- INSTRUCTION A -
Rewrite the part of the address-lowering thread below, everything from "I have no easy" down to "like bitfield accesses).", with "addresses" replaced by "address expressions" throughout.

- DOCUMENT EXCERPT -
start
The issue is that re-association and address lowering is not integrated
with optimizers such as CSE and invariant motion.  This means it's
hard to arrive at optimal results and all passes are just "guessing"
and applying heuristics that the programmer thought are appropriate
for his machine.

I have no easy way out but think that we lower addresses too late
(at least fully).  Loop optimizers would like to see the complex
memory reference forms but starting with IVOPTs lowering all
addresses would likely be a win in the end (there are CSE, LIM
and re-association passes around after/at this point as well).

Back in the 4.3 days when I for the first time attempted to introduce
MEM_REF I forcefully lowered all memory accesses and addresses
very early (during gimplification basically).  That didn't work out well.

So my suggestion to anyone who wants to try something is
to apply an additional lowering to the whole GIMPLE, lowering
things like handled-component references and addresses
(and also things like bitfield accesses).

Richard.

> Thanks,
> bin
>
>
>
> --
> Best Regards.

Bin.Cheng Nov. 29, 2013, 11:03 a.m. UTC | #5

On Fri, Nov 29, 2013 at 6:44 PM, Richard Biener
<richard.guenther@gmail.com> wrote:
> On Fri, Nov 29, 2013 at 8:52 AM, Bin.Cheng <amker.cheng@gmail.com> wrote:
>> On Thu, Nov 28, 2013 at 8:06 PM, Bin.Cheng <amker.cheng@gmail.com> wrote:
>>> On Thu, Nov 28, 2013 at 6:48 PM, Richard Earnshaw <rearnsha@arm.com> wrote:
>>>> On 18/09/13 10:15, bin.cheng wrote:
>>>>>
>>>>>
>>>>>> -----Original Message-----
>>>>>> From: gcc-patches-owner@gcc.gnu.org [mailto:gcc-patches-
>>>>>> owner@gcc.gnu.org] On Behalf Of bin.cheng
>>>>>> Sent: Monday, September 02, 2013 3:09 PM
>>>>>> To: Richard Earnshaw
>>>>>> Cc: gcc-patches@gcc.gnu.org
>>>>>> Subject: RE: [PATCH ARM]Refine scaled address expression on ARM
>>>>>>
>>>>>>
>>>>>>
>>>>>>> -----Original Message-----
>>>>>>> From: Richard Earnshaw
>>>>>>> Sent: Thursday, August 29, 2013 9:06 PM
>>>>>>> To: Bin Cheng
>>>>>>> Cc: gcc-patches@gcc.gnu.org
>>>>>>> Subject: Re: [PATCH ARM]Refine scaled address expression on ARM
>>>>>>>
>>>>>>> On 28/08/13 08:00, bin.cheng wrote:
>>>>>>>> Hi,
>>>>>>>>
>>>>>>>> This patch refines scaled address expression on ARM.  It supports
>>>>>>>> "base+index*scale" in arm_legitimate_address_outer_p.  It also tries
>>>>>>>> to legitimize "base + index * scale + offset" with "reg <- base +
>>>>>>>> offset;  reg
>>>>>>>> + index * scale" by introducing thumb2_legitimize_address.  For now
>>>>>>>> + function
>>>>>>>> thumb2_legitimize_address is a kind of placeholder and just does the
>>>>>>>> mentioned transformation by calling to try_multiplier_address.
end
- Data items -
start
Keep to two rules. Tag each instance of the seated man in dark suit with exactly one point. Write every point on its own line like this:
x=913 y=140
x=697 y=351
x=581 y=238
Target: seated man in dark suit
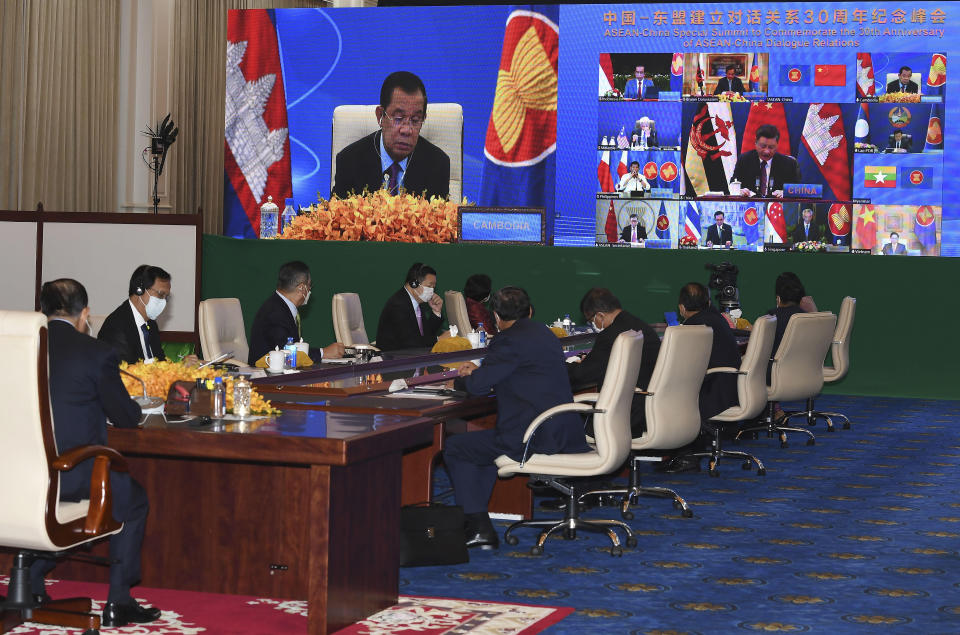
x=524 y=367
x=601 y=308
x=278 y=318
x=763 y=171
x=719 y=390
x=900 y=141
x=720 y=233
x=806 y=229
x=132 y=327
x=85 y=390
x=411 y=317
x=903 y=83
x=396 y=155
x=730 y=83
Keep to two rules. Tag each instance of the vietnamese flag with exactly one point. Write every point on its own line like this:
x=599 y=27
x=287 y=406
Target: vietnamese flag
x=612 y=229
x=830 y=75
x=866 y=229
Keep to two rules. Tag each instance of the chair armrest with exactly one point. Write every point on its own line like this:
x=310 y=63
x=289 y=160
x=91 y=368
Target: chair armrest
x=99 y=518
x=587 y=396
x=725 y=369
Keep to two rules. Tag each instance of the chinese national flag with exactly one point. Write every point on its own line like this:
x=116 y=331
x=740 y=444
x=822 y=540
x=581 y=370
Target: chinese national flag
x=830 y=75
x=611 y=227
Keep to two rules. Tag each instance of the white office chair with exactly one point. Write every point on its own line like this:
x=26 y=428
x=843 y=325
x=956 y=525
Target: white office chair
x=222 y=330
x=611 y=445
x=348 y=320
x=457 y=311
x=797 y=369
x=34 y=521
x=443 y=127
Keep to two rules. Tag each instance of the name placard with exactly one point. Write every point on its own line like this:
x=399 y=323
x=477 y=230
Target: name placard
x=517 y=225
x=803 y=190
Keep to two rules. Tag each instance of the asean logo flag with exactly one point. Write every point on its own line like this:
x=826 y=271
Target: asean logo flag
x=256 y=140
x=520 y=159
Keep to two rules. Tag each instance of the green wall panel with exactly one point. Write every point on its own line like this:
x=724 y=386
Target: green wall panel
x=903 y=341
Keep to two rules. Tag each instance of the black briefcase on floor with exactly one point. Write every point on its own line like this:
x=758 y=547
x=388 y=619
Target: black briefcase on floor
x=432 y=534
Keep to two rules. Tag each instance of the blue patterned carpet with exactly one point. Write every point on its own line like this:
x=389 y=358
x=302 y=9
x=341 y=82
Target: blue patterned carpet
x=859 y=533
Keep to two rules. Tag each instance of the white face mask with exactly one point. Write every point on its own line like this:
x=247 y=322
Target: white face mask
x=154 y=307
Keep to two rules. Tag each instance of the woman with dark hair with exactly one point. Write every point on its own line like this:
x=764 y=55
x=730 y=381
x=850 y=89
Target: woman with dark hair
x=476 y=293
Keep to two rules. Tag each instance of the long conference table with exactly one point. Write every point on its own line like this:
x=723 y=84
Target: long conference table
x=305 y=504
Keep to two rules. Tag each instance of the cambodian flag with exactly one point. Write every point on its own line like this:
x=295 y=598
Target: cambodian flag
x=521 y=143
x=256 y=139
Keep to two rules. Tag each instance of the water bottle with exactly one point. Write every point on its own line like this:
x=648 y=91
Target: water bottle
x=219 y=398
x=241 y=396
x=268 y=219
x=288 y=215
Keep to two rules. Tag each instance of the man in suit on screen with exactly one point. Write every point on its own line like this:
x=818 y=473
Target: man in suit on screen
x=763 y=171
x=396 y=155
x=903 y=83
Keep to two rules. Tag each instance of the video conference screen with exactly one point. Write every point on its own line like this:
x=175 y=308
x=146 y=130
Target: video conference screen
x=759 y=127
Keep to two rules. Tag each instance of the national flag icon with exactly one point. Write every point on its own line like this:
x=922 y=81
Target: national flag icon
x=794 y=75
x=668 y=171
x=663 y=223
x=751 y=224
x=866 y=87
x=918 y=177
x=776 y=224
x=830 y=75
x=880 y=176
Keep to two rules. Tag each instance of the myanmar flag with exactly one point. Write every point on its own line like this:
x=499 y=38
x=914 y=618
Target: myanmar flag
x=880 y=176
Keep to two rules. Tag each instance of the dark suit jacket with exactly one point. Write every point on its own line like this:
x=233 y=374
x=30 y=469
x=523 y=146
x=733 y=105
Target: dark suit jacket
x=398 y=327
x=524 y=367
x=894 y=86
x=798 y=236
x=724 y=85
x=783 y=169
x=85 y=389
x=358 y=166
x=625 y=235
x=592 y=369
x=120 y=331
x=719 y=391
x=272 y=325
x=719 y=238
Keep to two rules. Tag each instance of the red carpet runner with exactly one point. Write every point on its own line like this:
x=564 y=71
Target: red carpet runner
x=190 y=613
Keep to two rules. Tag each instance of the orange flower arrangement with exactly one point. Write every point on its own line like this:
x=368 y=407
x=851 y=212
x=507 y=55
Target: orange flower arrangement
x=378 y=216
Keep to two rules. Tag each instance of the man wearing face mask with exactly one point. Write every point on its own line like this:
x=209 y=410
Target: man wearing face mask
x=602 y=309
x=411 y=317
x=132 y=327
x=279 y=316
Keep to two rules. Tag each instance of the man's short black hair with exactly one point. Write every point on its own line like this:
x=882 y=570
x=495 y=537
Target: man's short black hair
end
- INSTRUCTION B -
Turn the records above into a numbered list, everything from the start of the records down to the line that contains "x=443 y=127", skipping blank lines and leaving out the pictures.

- SOLUTION A -
I have no easy way out but think that we lower address expressions too late
(at least fully).  Loop optimizers would like to see the complex
memory reference forms but starting with IVOPTs lowering all
address expressions would likely be a win in the end (there are CSE, LIM
and re-association passes around after/at this point as well).

Back in the 4.3 days when I for the first time attempted to introduce
MEM_REF I forcefully lowered all memory accesses and address expressions
very early (during gimplification basically).  That didn't work out well.

So my suggestion to anyone who wants to try something is
to apply an additional lowering to the whole GIMPLE, lowering
things like handled-component references and address expressions
(and also things like bitfield accesses).

- SOLUTION B -
1. Keep to two rules. Tag each instance of the seated man in dark suit with exactly one point. Write every point on its own line like this:
2. x=913 y=140
3. x=697 y=351
4. x=581 y=238
5. Target: seated man in dark suit
6. x=524 y=367
7. x=601 y=308
8. x=278 y=318
9. x=763 y=171
10. x=719 y=390
11. x=900 y=141
12. x=720 y=233
13. x=806 y=229
14. x=132 y=327
15. x=85 y=390
16. x=411 y=317
17. x=903 y=83
18. x=396 y=155
19. x=730 y=83
20. Keep to two rules. Tag each instance of the vietnamese flag with exactly one point. Write every point on its own line like this:
21. x=599 y=27
22. x=287 y=406
23. Target: vietnamese flag
24. x=612 y=229
25. x=830 y=75
26. x=866 y=229
27. Keep to two rules. Tag each instance of the chair armrest with exactly one point. Write every point on its own line like this:
28. x=310 y=63
29. x=289 y=160
30. x=91 y=368
31. Target: chair armrest
32. x=99 y=518
33. x=587 y=396
34. x=725 y=369
35. Keep to two rules. Tag each instance of the chinese national flag with exactly one point. Write every point on its own line like this:
36. x=116 y=331
37. x=740 y=444
38. x=822 y=540
39. x=581 y=370
40. Target: chinese national flag
41. x=830 y=75
42. x=611 y=227
43. Keep to two rules. Tag each instance of the white office chair with exactly one point. Write every point on its own line like this:
44. x=26 y=428
45. x=843 y=325
46. x=956 y=525
47. Target: white office chair
48. x=222 y=330
49. x=611 y=445
50. x=348 y=320
51. x=457 y=311
52. x=797 y=369
53. x=34 y=521
54. x=443 y=127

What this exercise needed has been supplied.